Work to be completed: Write out the records word for word, with no pictures.

Listing:
---+---

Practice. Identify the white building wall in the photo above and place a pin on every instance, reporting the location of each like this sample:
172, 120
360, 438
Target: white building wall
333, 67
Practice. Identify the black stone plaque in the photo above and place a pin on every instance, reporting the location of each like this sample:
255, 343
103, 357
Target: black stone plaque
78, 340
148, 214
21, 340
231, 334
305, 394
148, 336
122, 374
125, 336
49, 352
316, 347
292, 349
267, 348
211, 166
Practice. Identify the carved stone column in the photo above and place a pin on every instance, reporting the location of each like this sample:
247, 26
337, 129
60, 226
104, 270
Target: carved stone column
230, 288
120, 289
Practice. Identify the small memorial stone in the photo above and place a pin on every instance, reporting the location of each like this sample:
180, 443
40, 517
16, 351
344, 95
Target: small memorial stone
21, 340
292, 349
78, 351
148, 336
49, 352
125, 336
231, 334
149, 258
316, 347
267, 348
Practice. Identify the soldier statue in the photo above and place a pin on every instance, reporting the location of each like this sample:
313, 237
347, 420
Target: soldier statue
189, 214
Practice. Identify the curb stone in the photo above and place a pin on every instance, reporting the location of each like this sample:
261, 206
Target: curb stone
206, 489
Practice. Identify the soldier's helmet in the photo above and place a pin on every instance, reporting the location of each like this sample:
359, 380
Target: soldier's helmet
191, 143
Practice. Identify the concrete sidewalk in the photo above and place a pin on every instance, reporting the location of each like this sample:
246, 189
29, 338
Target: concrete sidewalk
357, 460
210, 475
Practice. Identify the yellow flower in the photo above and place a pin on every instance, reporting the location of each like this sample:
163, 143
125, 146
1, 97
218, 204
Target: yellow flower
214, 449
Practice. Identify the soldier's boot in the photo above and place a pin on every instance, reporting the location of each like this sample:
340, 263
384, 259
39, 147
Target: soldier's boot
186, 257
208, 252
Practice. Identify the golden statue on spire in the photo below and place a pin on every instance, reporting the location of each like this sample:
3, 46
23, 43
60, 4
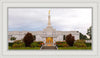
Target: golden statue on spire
49, 12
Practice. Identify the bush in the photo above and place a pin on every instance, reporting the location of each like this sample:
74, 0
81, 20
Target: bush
15, 45
88, 44
28, 39
13, 38
80, 43
70, 40
18, 44
61, 44
36, 44
10, 44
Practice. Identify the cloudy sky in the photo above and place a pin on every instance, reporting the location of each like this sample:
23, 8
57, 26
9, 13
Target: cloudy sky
62, 19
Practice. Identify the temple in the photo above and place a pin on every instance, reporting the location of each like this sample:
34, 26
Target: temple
49, 35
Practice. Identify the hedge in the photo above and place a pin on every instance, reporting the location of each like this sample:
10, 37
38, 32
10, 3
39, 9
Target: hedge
10, 44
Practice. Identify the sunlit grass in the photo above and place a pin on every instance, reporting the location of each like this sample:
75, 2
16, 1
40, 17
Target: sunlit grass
74, 48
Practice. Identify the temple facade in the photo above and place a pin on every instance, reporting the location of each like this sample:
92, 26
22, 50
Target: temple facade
49, 35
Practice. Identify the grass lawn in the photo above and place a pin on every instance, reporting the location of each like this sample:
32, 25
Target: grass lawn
74, 48
25, 48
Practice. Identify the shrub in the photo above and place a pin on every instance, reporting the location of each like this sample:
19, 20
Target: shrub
18, 44
10, 44
88, 44
80, 43
61, 44
28, 39
70, 40
13, 38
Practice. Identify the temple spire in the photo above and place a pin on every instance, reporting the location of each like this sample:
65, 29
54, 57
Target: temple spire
49, 23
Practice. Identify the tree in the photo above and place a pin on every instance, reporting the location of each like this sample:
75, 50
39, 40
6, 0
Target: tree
89, 32
70, 39
13, 38
28, 39
64, 37
83, 36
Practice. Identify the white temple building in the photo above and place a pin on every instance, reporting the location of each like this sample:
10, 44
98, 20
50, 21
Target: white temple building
48, 35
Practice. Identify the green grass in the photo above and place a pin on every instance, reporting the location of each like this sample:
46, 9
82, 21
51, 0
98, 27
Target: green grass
74, 48
25, 48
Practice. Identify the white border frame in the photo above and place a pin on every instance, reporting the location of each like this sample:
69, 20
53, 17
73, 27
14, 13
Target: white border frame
49, 52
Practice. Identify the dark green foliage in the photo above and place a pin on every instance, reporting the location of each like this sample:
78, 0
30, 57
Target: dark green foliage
62, 44
18, 44
13, 38
64, 37
89, 32
83, 36
80, 43
70, 40
88, 44
10, 44
28, 39
36, 44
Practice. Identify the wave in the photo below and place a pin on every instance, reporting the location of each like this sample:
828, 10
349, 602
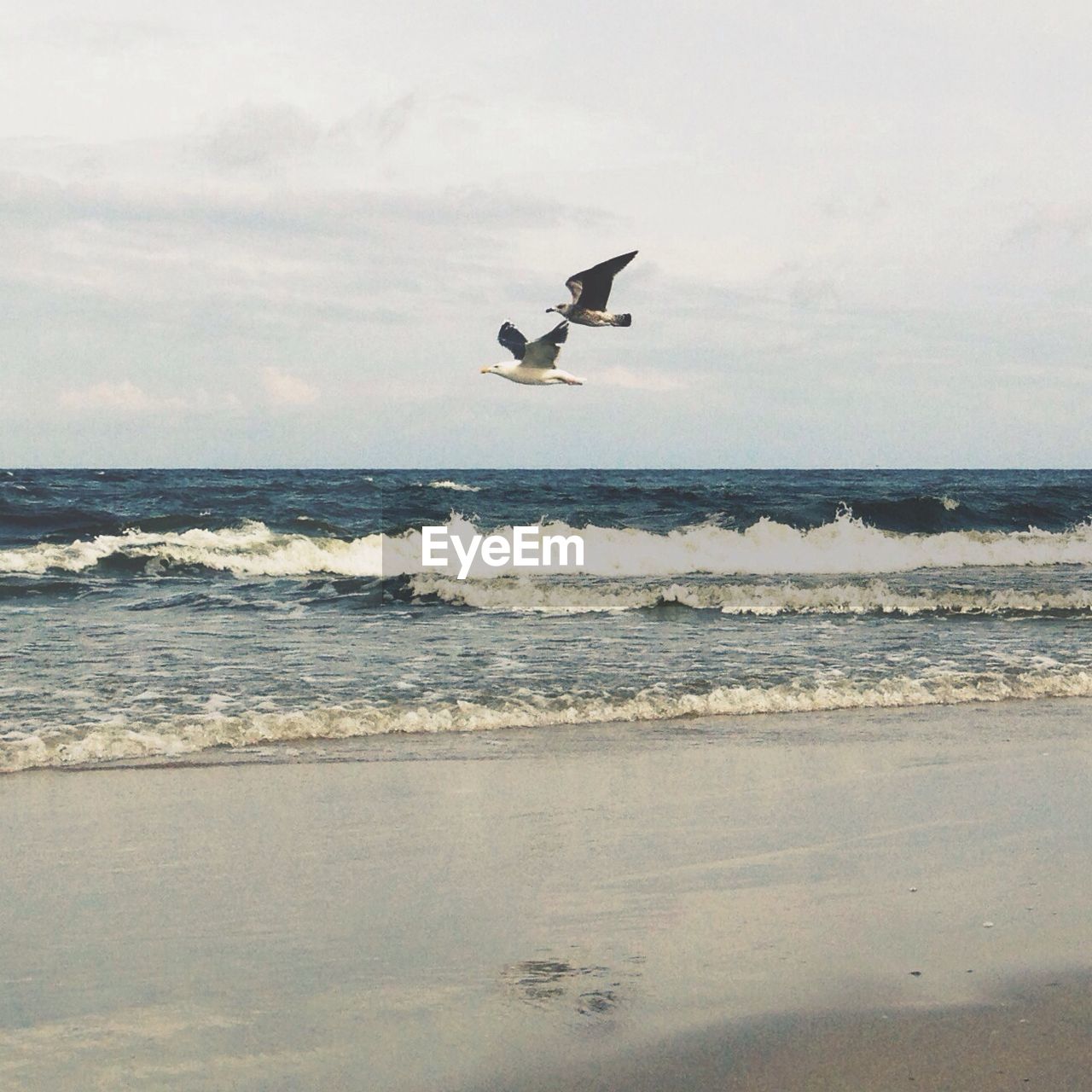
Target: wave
456, 486
845, 546
521, 594
249, 549
187, 735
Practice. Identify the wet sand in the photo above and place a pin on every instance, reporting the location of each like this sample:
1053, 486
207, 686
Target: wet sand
735, 904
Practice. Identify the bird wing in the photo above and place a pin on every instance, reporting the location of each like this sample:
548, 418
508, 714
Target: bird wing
591, 288
512, 340
542, 353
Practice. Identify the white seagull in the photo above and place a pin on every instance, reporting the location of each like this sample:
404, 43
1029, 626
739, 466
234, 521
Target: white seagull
591, 289
535, 362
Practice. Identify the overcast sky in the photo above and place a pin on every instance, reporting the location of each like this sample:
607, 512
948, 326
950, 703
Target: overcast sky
274, 234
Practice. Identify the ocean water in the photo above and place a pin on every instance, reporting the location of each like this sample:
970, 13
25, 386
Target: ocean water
160, 614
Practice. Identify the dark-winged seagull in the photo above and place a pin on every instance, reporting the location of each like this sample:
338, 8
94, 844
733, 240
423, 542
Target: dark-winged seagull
591, 288
535, 362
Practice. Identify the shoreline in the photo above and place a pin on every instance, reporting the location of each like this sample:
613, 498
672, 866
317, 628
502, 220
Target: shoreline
462, 912
740, 726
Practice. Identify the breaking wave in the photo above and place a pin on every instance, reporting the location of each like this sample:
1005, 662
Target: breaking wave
845, 545
522, 594
456, 486
186, 735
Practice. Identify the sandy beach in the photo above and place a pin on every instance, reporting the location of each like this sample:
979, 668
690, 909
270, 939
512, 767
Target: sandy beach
861, 901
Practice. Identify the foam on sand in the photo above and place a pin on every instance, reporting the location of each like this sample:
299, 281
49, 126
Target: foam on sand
125, 738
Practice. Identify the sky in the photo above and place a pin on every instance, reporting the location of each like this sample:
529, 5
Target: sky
241, 234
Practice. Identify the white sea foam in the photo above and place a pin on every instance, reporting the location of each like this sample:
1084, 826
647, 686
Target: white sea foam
186, 735
456, 486
843, 546
542, 596
249, 549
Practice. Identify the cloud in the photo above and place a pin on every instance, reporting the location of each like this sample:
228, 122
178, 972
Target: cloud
631, 379
283, 389
123, 398
256, 136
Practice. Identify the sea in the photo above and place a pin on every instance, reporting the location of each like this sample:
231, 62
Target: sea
162, 616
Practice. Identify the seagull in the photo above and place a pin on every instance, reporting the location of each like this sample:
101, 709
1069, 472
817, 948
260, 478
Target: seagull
590, 292
534, 361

---+---

Result of this task:
Practice. Identify the white building wall in the photo above and place a pin on every instance, reporting the location of each like this sample:
172, 120
360, 438
Target: white building wall
333, 67
Practice. Identify the black stone plaque in the photo above and place a pin on every instance, reporting the location of each like this sample:
255, 343
103, 357
Target: black stone plaque
78, 340
148, 214
21, 340
231, 334
305, 394
148, 336
122, 374
125, 336
49, 352
316, 347
292, 349
267, 348
211, 166
Practice. Identify the carved stone column in the photo above and place a pin on every instance, reporting the location of each like this sample:
247, 26
337, 129
60, 226
104, 270
Target: carved stone column
230, 288
120, 289
Practice. Identify the small memorial stone in the photo above and place a pin on every instance, reporting the location of each like this sample:
180, 443
40, 517
16, 351
344, 95
Target: small memorial stone
21, 340
292, 349
78, 351
148, 336
49, 352
125, 336
231, 334
149, 258
316, 347
267, 348
Practice. Identify the soldier statue in the photo above and place a pin on every instance, reporting the location of each like this sample:
313, 237
347, 420
Target: soldier statue
189, 214
Practice. Identify the curb stone in the photo above and place a pin on every instance, reporting the location of each like this sample:
261, 206
Target: curb stone
206, 489
Practice. Identify the soldier's helmet in the photo above and place a pin on every instance, reporting the location of each like this sample:
359, 380
Target: soldier's helmet
191, 143
Practice. Identify the concrete sidewalk in the photo above and place a pin on every instance, reporting the location of each like this sample:
246, 189
29, 338
Target: concrete sidewalk
357, 460
210, 475
Practice. Identify the yellow flower in the photo above and place a pin on every instance, reporting the location of each like this sample:
163, 143
125, 146
1, 97
218, 204
Target: yellow flower
214, 449
Practice. Identify the soldier's boot in the photo above and place a pin on every instance, reporting the location of each like this sample:
340, 263
384, 259
39, 147
Target: soldier's boot
186, 257
208, 252
Practice. Identify the golden statue on spire in the photo below and place a pin on every instance, reporting the location of each like this sample:
3, 46
23, 43
60, 4
Target: golden statue on spire
49, 12
Practice. Identify the bush in the photo above and place a pin on every instance, reporting the location of each like this sample:
74, 0
81, 20
Target: bush
15, 45
88, 44
28, 39
13, 38
80, 43
70, 40
18, 44
61, 44
36, 44
10, 44
Practice. Identify the cloudy sky in the photo above and place a pin on every instance, reporting the location of each like this sample:
23, 8
57, 26
9, 13
Target: cloudy sky
62, 19
Practice. Identify the temple in the photo above and place a pin on every instance, reporting the location of each like this sample:
34, 26
Target: temple
49, 35
Practice. Identify the hedge in the photo above and place a pin on every instance, reporting the location of each like this sample:
10, 37
38, 32
10, 3
39, 9
Target: hedge
10, 44
Practice. Identify the sunlit grass in the photo above and place a pin on every instance, reporting the location of each like this sample:
75, 2
16, 1
40, 17
Target: sunlit grass
74, 48
Practice. Identify the temple facade in the photo above and place a pin on every instance, reporting the location of each like this sample:
92, 26
22, 50
Target: temple facade
49, 35
Practice. Identify the grass lawn in the photo above and place a pin on every instance, reporting the location of each like this sample:
32, 25
Target: grass lawn
74, 48
25, 48
Practice. Identify the shrub in the photo above and place a pin on every instance, reporting the location of each like this sample:
19, 20
Target: shrub
18, 44
10, 44
88, 44
80, 43
61, 44
28, 39
70, 40
13, 38
Practice. Identify the temple spire in the photo above and place a pin on every instance, reporting the location of each like this sample:
65, 29
54, 57
Target: temple spire
49, 23
Practice. Identify the tree in the photo above and place a pin on every instance, reporting the location of each like this sample:
75, 50
39, 40
6, 0
Target: tree
89, 32
70, 39
13, 38
28, 39
64, 37
83, 36
Practice. Identify the white temple building in the photo above and place a pin on every instance, reporting the location of each like this sample:
10, 44
98, 20
50, 21
Target: white temple building
48, 35
Practice. Identify the green grass in the photo above and place a pin on every instance, reporting the location of each like this sample:
46, 9
82, 21
51, 0
98, 27
Target: green grass
74, 48
25, 48
Practice. Identify the white border frame in the photo above and place a pin on every instance, reporting the location of each like this sample:
69, 20
53, 17
73, 27
14, 13
Target: white border frame
49, 52
Practice. Identify the dark green foliage in the photo above and place a pin on every instance, reporting the location of each like this sample:
78, 0
30, 57
Target: dark green foliage
62, 44
18, 44
13, 38
64, 37
89, 32
83, 36
80, 43
70, 40
88, 44
10, 44
28, 39
36, 44
Practice. Identify the wave in the photo below and place a pin on every instance, reporting the location of each like this sample:
828, 10
349, 602
Target: wave
456, 486
845, 546
521, 594
249, 549
187, 735
Practice. Identify the wet sand in the photo above and place a pin on every instance, reporting the location of each like this sample:
1053, 486
207, 686
Target: wet sand
735, 904
Practice. Identify the bird wing in the photo above and place a pin on every instance, reporting the location of each like this sample:
548, 418
508, 714
Target: bird wing
591, 288
512, 340
542, 353
Practice. Identify the white seagull in the photo above and place a pin on every instance, reporting the location of each like this sample:
404, 43
1029, 626
739, 466
234, 521
Target: white seagull
591, 289
535, 362
Practice. Identify the overcast sky in the photo above and place a pin on every instance, reporting the location of each like this sample:
607, 512
948, 326
950, 703
Target: overcast sky
274, 234
Practice. Identify the ocean water in the photo above and place a pin on every instance, reporting the location of each like this sample:
970, 13
25, 386
Target: ocean water
160, 614
Practice. Identify the dark-winged seagull in the photo above and place a pin on every instance, reporting the location of each like this sample:
338, 8
94, 844
733, 240
423, 542
Target: dark-winged seagull
591, 288
535, 362
Practice. Identify the shoreline in the photo above and place a pin on every instance, reporting the location of each like this sample:
613, 498
672, 866
317, 628
502, 220
Target: shoreline
462, 912
740, 726
Practice. Identify the breaking wave in the photo above and place a pin on every instance, reporting the location of each like this sample:
1005, 662
Target: breaking wave
845, 545
522, 594
456, 486
186, 735
Practice. Identify the sandy beach in the photo above and place a pin on every instance, reporting the location of each like this sample:
979, 668
690, 909
270, 939
512, 767
Target: sandy beach
861, 901
Practice. Identify the foam on sand in the photo above and place a pin on every instance, reporting the location of each like this sample:
299, 281
49, 126
Target: foam on sand
125, 738
Practice. Identify the sky in the photo above and place a pin on every instance, reporting the location of each like this sample:
529, 5
Target: sky
241, 234
Practice. Identify the white sea foam in the photo above and place a pin on every instance, reporting the location of each like this sample:
1084, 826
647, 686
Target: white sea foam
186, 735
456, 486
843, 546
542, 596
249, 549
Practice. Identify the cloud in the photo above and place a pin on every instance, reporting the location of each like this sample:
228, 122
178, 972
Target: cloud
631, 379
283, 389
123, 398
256, 136
Practice. Identify the sea in the photo above and place a pin on every instance, reporting the location of each like this sample:
231, 62
Target: sea
162, 616
Practice. Identify the seagull in the photo above and place a pin on every instance, reporting the location of each like this sample:
101, 709
1069, 472
817, 948
260, 478
Target: seagull
590, 292
534, 361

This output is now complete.